## Instructions to follow
Can you quote exactly the stretch of lines from the one with "If you could point to the gravel" through the final line of the material, both ends included?

## Record excerpts
%%

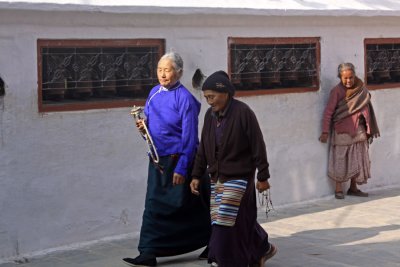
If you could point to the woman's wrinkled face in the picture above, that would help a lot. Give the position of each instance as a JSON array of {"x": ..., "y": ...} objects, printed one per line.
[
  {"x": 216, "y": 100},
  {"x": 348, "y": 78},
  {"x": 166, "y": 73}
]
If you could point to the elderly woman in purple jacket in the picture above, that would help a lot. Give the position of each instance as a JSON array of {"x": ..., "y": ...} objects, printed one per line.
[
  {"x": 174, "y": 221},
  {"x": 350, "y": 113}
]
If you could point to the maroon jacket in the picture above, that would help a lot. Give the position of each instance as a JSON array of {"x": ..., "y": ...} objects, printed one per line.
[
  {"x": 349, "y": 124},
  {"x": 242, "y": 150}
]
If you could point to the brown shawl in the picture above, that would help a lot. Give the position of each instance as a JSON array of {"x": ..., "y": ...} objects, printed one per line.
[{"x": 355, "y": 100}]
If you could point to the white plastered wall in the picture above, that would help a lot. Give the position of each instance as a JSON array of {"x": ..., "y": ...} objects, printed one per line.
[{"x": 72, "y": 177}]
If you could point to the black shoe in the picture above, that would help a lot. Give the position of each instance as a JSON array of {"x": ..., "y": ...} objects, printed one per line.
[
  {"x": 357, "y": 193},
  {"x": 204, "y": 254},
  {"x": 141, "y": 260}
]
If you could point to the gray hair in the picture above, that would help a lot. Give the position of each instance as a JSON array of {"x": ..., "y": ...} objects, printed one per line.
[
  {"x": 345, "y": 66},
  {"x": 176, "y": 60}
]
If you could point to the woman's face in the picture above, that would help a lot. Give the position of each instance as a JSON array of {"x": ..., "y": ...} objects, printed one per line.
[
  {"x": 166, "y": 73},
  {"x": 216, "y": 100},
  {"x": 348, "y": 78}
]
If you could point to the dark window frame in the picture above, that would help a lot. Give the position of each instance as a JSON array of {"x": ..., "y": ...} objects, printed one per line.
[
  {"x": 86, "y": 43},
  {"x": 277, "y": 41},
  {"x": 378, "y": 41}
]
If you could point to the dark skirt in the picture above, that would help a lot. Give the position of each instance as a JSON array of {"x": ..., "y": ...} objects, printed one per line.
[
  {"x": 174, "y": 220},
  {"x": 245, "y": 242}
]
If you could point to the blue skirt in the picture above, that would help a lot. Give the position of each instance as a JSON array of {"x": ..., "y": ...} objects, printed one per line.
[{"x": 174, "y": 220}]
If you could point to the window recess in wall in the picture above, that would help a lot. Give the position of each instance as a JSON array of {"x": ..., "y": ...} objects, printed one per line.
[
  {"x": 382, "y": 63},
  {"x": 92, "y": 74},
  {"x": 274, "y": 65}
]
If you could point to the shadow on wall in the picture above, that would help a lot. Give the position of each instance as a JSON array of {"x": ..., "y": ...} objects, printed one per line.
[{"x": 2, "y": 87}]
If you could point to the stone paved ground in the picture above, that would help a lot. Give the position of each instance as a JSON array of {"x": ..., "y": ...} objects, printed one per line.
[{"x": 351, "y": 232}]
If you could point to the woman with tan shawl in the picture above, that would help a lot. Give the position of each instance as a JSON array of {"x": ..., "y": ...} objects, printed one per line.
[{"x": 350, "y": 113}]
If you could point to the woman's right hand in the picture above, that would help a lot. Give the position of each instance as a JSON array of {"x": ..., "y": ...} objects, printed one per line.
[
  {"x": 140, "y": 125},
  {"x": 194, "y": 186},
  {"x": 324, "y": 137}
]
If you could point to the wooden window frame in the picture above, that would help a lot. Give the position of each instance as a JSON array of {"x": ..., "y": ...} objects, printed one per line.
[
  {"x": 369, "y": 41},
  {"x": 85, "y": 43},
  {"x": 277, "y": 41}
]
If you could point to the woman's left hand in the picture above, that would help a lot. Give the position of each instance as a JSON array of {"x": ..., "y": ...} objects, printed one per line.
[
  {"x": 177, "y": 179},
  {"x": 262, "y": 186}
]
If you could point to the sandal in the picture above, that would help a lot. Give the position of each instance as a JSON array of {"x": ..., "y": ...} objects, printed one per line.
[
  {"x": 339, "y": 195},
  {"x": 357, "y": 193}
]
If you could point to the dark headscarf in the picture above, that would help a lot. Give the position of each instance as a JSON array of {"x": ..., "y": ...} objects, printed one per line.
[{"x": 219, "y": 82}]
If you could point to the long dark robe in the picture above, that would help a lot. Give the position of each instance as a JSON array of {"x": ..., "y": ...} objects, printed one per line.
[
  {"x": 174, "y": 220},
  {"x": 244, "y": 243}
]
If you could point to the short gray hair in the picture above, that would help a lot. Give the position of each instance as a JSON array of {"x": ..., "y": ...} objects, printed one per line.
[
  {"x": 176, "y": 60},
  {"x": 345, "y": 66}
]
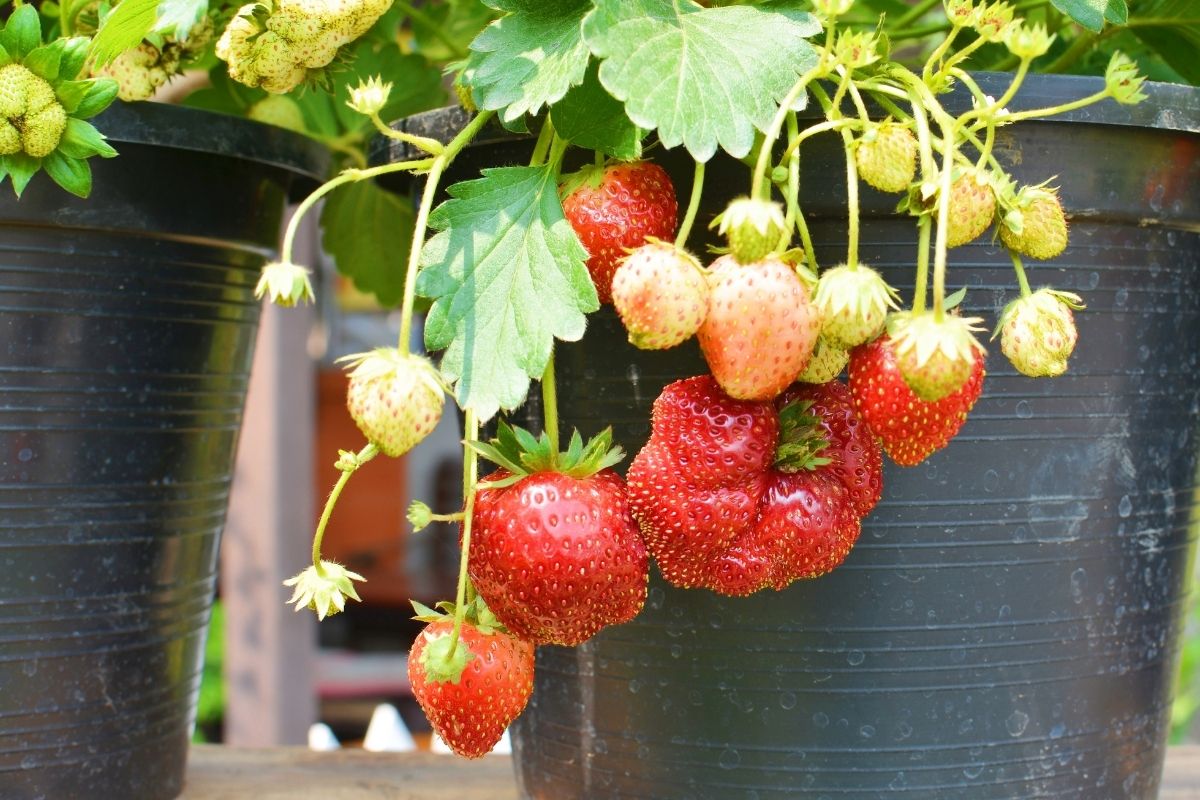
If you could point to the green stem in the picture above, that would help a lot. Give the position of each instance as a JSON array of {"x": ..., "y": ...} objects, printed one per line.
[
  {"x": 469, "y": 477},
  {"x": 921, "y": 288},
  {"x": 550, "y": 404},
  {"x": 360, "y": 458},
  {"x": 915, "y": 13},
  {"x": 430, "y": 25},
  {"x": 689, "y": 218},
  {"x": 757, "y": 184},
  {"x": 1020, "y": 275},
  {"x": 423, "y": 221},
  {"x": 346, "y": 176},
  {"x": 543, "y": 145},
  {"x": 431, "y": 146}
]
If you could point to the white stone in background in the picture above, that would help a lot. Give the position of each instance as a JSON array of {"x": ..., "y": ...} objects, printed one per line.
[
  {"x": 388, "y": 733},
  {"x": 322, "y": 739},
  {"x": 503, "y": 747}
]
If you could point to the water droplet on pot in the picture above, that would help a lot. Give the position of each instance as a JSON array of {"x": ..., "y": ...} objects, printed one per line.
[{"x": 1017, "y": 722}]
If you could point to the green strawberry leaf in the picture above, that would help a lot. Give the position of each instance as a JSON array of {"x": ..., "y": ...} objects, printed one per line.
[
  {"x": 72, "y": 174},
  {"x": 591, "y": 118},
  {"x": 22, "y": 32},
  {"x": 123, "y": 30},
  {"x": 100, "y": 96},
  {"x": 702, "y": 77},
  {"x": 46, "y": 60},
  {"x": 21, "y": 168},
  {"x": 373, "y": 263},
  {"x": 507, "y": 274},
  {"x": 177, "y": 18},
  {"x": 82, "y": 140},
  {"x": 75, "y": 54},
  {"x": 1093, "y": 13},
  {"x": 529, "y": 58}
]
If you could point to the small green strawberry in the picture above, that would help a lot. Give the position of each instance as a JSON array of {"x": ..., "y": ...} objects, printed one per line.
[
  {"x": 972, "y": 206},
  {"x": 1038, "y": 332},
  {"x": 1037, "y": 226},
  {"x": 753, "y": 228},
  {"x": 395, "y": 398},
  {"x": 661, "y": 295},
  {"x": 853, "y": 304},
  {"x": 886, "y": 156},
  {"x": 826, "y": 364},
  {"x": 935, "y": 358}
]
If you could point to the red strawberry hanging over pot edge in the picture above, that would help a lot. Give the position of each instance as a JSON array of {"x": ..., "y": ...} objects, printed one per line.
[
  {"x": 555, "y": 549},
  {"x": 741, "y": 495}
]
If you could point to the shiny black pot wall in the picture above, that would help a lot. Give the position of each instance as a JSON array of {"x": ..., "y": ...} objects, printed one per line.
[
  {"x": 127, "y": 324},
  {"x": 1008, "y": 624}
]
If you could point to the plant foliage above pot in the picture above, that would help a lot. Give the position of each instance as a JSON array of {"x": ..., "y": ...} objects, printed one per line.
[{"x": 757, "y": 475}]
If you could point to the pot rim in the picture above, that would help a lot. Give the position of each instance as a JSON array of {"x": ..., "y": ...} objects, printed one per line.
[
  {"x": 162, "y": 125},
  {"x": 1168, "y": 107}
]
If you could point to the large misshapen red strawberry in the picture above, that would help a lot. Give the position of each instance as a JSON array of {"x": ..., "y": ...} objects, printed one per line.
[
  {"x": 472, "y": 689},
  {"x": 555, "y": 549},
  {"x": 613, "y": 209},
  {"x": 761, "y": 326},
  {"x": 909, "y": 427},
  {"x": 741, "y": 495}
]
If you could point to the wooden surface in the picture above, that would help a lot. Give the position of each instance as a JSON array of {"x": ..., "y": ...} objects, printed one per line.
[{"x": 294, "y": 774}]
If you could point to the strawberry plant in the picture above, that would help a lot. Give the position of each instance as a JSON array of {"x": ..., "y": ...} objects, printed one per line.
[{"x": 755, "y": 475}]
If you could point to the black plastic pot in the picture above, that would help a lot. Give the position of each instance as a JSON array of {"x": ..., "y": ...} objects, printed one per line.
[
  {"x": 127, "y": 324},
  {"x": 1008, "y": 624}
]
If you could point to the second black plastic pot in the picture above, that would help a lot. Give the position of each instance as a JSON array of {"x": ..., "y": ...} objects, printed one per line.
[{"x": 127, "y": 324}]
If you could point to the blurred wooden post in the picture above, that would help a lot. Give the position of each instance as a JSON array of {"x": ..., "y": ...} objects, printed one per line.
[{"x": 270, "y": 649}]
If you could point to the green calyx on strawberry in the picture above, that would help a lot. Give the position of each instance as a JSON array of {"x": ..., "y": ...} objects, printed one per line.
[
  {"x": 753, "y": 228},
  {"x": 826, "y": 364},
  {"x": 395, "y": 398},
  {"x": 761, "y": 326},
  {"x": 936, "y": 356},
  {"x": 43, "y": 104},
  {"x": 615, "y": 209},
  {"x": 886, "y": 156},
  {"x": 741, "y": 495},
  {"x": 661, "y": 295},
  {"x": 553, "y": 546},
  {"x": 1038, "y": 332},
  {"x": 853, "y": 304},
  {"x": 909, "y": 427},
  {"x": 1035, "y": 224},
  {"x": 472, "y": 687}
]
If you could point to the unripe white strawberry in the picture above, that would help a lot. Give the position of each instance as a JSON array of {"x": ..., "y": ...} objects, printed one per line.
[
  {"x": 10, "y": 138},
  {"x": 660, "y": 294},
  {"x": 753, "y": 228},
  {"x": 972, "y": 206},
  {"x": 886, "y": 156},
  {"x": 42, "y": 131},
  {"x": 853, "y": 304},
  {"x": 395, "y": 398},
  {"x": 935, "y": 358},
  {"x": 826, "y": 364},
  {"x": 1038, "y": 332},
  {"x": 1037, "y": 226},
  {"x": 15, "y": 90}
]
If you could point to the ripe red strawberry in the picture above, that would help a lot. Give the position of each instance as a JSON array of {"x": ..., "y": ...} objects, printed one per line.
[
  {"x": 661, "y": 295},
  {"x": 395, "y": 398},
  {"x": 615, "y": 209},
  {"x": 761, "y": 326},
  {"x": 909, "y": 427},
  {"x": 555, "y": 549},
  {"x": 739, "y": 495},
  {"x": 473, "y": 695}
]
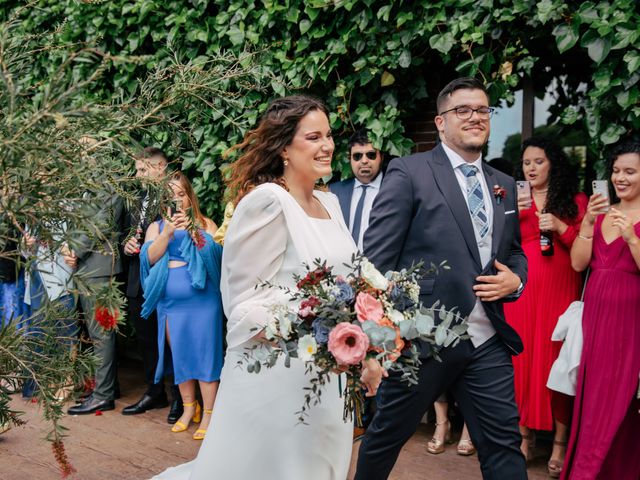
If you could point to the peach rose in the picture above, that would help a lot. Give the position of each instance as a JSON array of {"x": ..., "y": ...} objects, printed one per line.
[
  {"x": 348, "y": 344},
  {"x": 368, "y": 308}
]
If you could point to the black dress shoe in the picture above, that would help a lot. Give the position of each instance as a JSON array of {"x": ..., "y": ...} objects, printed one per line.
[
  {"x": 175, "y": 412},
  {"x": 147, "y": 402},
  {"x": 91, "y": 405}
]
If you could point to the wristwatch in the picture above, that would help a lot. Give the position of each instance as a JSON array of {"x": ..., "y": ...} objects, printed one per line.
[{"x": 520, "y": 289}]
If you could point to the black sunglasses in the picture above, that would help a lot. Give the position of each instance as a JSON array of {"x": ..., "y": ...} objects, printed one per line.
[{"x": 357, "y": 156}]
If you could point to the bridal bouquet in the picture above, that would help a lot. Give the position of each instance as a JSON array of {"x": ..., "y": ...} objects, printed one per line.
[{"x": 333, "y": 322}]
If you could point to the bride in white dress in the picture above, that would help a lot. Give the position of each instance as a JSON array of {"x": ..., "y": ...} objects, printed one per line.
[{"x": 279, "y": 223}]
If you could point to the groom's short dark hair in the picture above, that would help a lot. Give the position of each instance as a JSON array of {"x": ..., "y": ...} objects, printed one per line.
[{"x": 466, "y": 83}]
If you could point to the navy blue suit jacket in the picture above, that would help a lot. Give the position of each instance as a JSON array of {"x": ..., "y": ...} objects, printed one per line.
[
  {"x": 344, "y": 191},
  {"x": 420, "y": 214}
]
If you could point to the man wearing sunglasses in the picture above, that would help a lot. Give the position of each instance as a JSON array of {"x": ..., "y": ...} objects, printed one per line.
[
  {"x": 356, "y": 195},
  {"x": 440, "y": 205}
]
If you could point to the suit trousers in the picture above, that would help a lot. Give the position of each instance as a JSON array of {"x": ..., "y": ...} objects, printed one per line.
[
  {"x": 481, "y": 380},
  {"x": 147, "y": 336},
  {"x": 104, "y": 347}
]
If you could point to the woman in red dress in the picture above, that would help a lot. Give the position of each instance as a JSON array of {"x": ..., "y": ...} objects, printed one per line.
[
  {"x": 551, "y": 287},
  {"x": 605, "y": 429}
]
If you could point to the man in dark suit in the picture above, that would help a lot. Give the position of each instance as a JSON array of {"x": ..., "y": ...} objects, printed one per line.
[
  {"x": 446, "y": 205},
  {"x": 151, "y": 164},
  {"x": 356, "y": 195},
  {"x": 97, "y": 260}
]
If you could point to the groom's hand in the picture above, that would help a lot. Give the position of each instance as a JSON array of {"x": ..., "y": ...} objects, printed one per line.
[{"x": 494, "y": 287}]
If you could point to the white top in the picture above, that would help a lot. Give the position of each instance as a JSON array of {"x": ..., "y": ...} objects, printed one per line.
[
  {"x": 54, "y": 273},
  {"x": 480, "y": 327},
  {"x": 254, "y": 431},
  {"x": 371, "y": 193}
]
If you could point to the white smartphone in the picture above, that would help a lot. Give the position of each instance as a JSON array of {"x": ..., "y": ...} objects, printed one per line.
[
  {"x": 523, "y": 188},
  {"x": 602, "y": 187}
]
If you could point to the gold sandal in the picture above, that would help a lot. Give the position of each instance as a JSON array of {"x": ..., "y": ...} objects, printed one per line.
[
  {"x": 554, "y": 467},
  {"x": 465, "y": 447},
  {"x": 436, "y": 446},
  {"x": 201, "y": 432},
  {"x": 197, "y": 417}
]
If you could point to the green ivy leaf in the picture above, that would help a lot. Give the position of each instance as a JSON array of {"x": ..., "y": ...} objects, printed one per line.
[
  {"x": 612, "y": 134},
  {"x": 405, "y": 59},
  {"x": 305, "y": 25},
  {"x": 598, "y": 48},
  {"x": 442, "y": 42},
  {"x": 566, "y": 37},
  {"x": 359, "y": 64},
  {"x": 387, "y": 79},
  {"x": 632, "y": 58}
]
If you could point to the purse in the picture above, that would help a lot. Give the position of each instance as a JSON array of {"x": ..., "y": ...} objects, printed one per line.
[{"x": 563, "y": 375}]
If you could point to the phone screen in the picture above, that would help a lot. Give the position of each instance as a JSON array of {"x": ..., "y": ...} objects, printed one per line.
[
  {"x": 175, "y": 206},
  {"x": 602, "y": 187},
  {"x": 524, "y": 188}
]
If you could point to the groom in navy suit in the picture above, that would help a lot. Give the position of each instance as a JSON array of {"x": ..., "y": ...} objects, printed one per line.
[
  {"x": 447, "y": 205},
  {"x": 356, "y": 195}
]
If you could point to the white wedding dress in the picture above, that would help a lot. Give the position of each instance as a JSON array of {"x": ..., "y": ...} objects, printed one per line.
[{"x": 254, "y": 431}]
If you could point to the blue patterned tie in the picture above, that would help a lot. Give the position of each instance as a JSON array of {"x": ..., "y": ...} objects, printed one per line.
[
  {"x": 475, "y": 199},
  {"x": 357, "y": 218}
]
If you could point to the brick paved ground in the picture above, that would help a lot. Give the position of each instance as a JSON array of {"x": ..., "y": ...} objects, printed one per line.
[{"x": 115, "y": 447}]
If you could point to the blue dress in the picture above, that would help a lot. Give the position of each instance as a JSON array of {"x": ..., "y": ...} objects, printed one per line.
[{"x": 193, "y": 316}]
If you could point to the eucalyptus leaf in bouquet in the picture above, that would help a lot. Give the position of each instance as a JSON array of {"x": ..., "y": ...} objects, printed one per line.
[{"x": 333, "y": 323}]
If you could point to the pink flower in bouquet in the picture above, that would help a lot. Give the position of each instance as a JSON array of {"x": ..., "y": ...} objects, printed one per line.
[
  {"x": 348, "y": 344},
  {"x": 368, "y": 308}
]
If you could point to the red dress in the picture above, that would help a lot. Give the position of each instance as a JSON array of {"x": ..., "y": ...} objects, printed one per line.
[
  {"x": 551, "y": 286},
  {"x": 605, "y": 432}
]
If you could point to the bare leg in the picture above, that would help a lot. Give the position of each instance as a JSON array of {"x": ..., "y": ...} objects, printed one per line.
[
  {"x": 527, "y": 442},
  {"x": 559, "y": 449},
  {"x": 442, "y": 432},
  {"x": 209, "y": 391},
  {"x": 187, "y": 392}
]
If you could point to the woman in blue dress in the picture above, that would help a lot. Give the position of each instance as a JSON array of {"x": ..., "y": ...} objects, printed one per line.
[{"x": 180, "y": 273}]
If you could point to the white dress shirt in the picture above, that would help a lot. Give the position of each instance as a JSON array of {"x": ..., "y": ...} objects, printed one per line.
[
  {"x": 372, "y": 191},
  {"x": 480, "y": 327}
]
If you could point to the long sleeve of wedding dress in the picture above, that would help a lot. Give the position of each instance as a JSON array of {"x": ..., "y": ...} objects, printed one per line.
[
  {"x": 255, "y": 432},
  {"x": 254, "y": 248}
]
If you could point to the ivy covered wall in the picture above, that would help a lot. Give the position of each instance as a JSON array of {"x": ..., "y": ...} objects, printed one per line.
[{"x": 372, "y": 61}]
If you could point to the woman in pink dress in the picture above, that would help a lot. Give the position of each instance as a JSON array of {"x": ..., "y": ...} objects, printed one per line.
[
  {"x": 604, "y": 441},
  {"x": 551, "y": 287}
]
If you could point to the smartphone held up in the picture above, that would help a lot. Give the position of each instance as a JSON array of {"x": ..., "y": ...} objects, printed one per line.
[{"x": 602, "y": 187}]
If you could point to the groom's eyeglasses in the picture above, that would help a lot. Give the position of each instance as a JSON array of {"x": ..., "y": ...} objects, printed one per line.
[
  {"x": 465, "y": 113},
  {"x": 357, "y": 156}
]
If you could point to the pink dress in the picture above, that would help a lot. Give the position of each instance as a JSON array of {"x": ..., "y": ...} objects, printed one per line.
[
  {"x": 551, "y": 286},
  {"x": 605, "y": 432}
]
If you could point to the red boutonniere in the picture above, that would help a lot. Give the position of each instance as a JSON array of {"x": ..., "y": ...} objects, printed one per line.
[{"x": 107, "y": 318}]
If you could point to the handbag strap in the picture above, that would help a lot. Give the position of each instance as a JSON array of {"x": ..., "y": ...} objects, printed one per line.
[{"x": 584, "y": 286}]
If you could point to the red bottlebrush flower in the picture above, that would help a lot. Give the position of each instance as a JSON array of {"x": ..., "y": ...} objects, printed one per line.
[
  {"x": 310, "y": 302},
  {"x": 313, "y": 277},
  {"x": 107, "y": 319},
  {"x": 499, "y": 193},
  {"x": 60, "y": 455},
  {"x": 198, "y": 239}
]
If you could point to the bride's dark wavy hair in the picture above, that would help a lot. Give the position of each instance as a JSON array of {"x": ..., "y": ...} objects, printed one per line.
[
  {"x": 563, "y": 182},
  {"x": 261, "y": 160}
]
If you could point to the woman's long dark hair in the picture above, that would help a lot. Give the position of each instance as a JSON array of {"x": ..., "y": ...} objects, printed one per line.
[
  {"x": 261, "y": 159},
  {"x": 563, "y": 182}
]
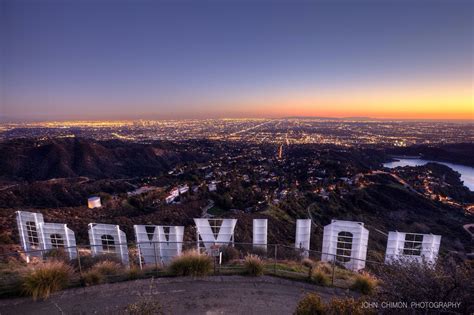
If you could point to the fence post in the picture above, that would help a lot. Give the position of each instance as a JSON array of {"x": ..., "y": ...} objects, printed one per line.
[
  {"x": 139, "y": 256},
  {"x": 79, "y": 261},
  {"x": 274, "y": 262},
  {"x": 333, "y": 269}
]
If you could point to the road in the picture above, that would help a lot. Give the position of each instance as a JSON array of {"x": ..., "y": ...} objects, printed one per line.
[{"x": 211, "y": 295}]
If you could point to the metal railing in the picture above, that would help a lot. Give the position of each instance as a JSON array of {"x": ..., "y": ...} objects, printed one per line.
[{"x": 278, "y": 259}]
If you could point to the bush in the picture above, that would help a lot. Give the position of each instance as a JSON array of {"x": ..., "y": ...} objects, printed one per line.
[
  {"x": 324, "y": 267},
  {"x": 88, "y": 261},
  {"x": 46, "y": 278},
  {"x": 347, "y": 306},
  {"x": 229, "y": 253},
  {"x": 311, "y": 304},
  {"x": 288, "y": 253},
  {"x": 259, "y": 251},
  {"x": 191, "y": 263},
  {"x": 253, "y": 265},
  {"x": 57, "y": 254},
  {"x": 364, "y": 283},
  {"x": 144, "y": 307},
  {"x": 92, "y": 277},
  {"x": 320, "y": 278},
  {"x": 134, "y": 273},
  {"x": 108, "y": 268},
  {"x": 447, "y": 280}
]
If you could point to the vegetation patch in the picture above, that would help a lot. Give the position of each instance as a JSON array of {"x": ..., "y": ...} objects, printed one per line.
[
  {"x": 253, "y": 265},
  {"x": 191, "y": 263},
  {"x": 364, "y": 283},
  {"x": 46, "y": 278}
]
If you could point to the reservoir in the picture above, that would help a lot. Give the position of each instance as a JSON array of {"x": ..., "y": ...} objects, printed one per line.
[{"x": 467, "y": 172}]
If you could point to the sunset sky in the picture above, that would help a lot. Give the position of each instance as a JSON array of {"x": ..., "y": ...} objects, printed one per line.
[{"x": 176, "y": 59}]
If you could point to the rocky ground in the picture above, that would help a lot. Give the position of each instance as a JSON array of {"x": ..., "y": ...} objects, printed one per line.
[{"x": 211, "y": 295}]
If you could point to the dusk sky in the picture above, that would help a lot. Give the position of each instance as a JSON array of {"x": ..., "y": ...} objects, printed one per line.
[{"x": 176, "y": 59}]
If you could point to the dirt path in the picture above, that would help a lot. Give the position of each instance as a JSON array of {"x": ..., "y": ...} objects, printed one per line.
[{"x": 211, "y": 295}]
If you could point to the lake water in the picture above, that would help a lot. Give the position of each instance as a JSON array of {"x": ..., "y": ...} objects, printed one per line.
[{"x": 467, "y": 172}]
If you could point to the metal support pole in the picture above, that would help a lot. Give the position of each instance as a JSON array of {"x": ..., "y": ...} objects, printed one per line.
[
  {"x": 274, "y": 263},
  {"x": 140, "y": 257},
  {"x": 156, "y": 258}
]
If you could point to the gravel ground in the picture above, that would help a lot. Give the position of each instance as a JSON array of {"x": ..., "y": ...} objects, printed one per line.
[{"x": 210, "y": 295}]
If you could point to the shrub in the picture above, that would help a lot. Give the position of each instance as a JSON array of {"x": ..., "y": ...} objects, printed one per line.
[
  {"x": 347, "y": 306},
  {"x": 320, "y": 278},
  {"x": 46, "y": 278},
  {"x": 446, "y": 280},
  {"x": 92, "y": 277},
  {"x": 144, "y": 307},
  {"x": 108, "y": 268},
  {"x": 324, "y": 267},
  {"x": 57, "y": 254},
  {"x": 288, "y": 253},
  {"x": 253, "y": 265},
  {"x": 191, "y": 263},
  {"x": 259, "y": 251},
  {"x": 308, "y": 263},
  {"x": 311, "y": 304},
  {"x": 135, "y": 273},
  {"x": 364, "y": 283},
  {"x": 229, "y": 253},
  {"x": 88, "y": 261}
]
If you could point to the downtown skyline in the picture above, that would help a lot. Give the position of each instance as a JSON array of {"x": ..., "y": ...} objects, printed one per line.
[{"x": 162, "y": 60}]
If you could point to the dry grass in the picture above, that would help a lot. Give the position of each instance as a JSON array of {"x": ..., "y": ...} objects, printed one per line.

%%

## Answer in full
If you could point to the gravel ground in the picture above, that would help a lot. Give the position of each instance as a JSON array of {"x": ..., "y": ...} objects, printed one per line.
[{"x": 210, "y": 295}]
If you could point to the shrub in the picture above, that would help a lot. Give the position of each instance as a JSON array of {"x": ..., "y": ...} objects, printed one per line.
[
  {"x": 347, "y": 306},
  {"x": 320, "y": 278},
  {"x": 46, "y": 278},
  {"x": 446, "y": 280},
  {"x": 92, "y": 277},
  {"x": 144, "y": 307},
  {"x": 108, "y": 268},
  {"x": 324, "y": 267},
  {"x": 57, "y": 254},
  {"x": 288, "y": 253},
  {"x": 253, "y": 265},
  {"x": 191, "y": 263},
  {"x": 259, "y": 251},
  {"x": 308, "y": 263},
  {"x": 311, "y": 304},
  {"x": 135, "y": 273},
  {"x": 364, "y": 283},
  {"x": 229, "y": 253},
  {"x": 88, "y": 261}
]
If you could point to the downtown skyline in the picture above, that would help a lot. Give the position of each instance as a JSON array of {"x": ..., "y": ...} objects, printed one per line.
[{"x": 162, "y": 60}]
If you could point to the dry grass in the picture above, that would help a lot. Give the position of each instance as a JSON array of {"x": ..., "y": ...} objects, printed one per line.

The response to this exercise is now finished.